## REQUIRED ACTIONS
(a) According to the Redact text, under what license is all of the code provided?
(b) State whether each statement agrees with the Redact text, giving yes or no and quoting the deciding words: (i) A redacted website depends on a locally installed client. (ii) Redact is compatible with the way data is currently handled on the web. (iii) Redact exists only as a partial implementation that lacks storage.
(c) Write the next part of the Redact text, picking up after its final line.

## TEXT SHOWN
::::::::::
A redacted website is dependent on having a locally installed client able to provide responses to secure iframe requests. If such a client were integrated in a web browser, it would reduce the barrier of entry towards accessing Redact websites, but it would also mean that if such a client were removed, it would completely break previously working websites.

Redact as a technology and protocol could co-exist with existing websites, but it would be incompatible with how data is currently handled on the web.

Links to implementations and demos

Redact has been fully implemented in an end-to-end fashion, complete with client and storage implementations, and a working redacted website showcasing the majority of its basic features. All code is provided under GPLv2 licenses.

Client: GitHub - pauwels-labs/redact-client: Receives incoming requests from the browser and serves up decrypted contents in a secured iframe in response.

Storage: GitHub - pauwels-labs/redact-store: Provides a universal encrypted data storage interface for Redact.

Crypto abstractions on top of libsodium: GitHub - pauwels-labs/redact-crypto: Contains all cryptographic abstractions used across redact codebases.
::::::::::
## MATERIAL SHOWN
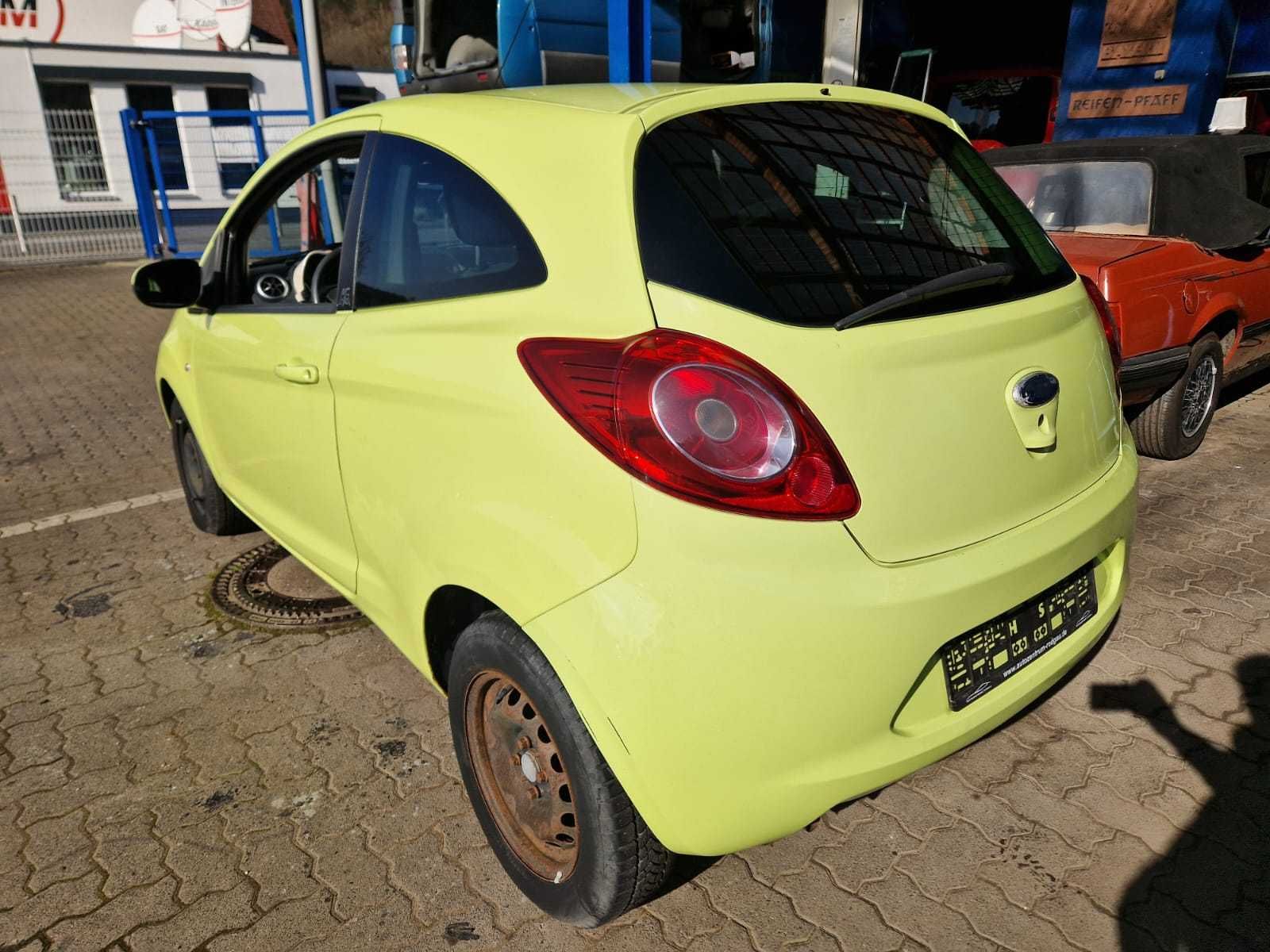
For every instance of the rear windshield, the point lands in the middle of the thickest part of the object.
(804, 213)
(1111, 197)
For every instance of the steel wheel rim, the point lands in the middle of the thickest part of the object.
(507, 740)
(1199, 395)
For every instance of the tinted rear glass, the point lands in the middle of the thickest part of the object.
(806, 213)
(1111, 197)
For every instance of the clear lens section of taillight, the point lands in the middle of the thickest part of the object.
(724, 422)
(696, 419)
(1109, 328)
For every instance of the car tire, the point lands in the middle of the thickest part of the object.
(1174, 424)
(571, 839)
(210, 509)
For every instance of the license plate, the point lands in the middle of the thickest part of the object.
(982, 659)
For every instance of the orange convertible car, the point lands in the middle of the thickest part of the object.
(1172, 232)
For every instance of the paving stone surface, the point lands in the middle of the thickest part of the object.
(171, 781)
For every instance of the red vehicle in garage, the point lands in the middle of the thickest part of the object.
(1172, 232)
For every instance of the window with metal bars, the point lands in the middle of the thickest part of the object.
(806, 211)
(73, 139)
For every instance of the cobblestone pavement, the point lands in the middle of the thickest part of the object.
(171, 782)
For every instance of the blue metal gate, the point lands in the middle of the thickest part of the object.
(187, 168)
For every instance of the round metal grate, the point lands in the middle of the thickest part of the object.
(267, 585)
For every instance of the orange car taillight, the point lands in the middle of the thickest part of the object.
(1109, 329)
(698, 420)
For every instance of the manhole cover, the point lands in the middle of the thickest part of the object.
(267, 587)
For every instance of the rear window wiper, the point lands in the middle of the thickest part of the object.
(977, 277)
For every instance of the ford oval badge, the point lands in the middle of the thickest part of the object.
(1035, 390)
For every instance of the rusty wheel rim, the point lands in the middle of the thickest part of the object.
(521, 776)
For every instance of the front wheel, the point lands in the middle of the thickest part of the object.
(556, 818)
(1174, 424)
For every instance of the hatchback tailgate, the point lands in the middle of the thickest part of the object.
(924, 416)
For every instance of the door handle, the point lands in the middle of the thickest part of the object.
(296, 372)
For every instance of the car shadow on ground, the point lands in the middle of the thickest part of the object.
(1210, 890)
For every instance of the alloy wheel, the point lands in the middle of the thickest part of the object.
(1199, 395)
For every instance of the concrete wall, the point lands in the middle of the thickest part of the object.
(1198, 57)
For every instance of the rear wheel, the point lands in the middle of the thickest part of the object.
(556, 818)
(210, 509)
(1175, 423)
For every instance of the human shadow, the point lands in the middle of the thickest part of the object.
(1212, 889)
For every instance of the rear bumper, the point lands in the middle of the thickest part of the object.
(742, 676)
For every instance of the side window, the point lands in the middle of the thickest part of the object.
(298, 219)
(432, 228)
(1257, 169)
(286, 248)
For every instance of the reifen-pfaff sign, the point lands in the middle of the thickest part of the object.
(36, 21)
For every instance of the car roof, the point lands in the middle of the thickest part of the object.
(1194, 175)
(652, 102)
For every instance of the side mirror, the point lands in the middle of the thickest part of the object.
(173, 282)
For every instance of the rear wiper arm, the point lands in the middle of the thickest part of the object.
(979, 276)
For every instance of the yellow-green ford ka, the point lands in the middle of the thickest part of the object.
(724, 454)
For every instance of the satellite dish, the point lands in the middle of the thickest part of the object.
(156, 25)
(235, 21)
(198, 18)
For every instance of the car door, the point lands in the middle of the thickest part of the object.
(444, 482)
(260, 365)
(1254, 283)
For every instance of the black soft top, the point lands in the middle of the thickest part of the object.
(1200, 190)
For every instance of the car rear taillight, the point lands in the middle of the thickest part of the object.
(698, 420)
(1109, 329)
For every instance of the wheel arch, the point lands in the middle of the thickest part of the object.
(1225, 317)
(167, 397)
(448, 611)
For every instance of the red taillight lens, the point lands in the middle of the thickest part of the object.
(695, 419)
(1109, 329)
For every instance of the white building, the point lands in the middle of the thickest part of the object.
(71, 67)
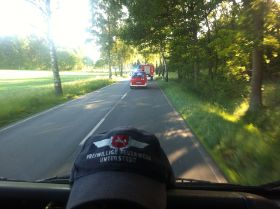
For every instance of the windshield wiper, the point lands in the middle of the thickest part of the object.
(272, 186)
(55, 179)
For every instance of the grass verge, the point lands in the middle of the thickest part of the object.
(244, 146)
(20, 98)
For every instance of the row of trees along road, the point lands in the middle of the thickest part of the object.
(33, 53)
(199, 39)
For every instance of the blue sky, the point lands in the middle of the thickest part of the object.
(70, 19)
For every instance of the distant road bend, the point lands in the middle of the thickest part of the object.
(46, 144)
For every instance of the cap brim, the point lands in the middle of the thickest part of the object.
(114, 185)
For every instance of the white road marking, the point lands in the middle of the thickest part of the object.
(101, 121)
(204, 157)
(48, 110)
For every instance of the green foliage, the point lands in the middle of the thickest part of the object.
(22, 97)
(245, 147)
(33, 53)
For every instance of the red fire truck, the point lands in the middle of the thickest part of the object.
(149, 69)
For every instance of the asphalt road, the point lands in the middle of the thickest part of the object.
(46, 144)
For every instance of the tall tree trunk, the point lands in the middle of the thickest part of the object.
(53, 55)
(209, 51)
(257, 58)
(109, 45)
(165, 71)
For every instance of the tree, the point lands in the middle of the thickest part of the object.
(45, 7)
(106, 15)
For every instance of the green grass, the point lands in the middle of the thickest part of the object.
(245, 146)
(25, 95)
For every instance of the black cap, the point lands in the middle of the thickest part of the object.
(125, 164)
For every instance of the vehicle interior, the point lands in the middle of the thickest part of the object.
(187, 194)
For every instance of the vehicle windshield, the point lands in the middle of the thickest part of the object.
(211, 97)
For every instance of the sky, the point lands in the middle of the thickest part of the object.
(70, 20)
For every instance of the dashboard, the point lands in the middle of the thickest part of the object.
(55, 196)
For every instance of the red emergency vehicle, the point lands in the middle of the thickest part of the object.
(149, 69)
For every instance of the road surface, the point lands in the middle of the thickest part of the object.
(46, 144)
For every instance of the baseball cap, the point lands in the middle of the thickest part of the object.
(125, 164)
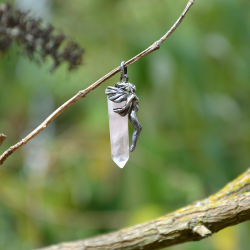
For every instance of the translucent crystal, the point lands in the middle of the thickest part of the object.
(118, 128)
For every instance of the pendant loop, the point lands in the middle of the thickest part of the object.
(124, 71)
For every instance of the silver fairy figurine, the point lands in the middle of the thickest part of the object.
(125, 91)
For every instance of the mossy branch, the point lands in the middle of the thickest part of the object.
(228, 207)
(36, 41)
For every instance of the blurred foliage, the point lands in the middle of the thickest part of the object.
(194, 109)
::::::::::
## TASK-BY-TASK ANSWERS
(a) All code is provided under GPLv2 licenses.

(b)
(i) Yes: "A redacted website is dependent on having a locally installed client able to provide responses to secure iframe requests."
(ii) No: "it would be incompatible with how data is currently handled on the web."
(iii) No: "Redact has been fully implemented in an end-to-end fashion, complete with client and storage implementations"

(c)
Some very basic docs and installation instructions are available here: https://docs.redact.ws

A redact-enabled website is available here: https://redact-feed-ui.dev.pauwelslabs.com

Concerns and Mitigations

Ultimate privacy is not always a good thing. Moderation helps ensure communities abide not only to a country’s laws, but also to a wider moral and ethical standard as defined by the owners of a website. Often cited is avoiding the proliferation of CSAM, or child sexual-abuse material, on platforms which use end-to-end encryption to guarantee the privacy of a user’s data. Detecting and fact-checking misinformation has also become an important aspect of being a responsible platform on the internet.

There are a couple potential ways to mitigate these issues. Similar to Apple/WhatsApp’s proposals to package CSAM-detecting algorithms in client-side code for end-to-end encrypted messaging systems, such algorithms could be implemented, reviewed, and approved by the community and included within the Redact client. If the client is packaged as part of a browser, websites could additionally specify that certain algorithms must be available to scan user data, and report offending behavior to the website owner, either with or without the original material.

We are open to other alternatives and technologies that could be securely implemented at the client level to detect and report illegal material.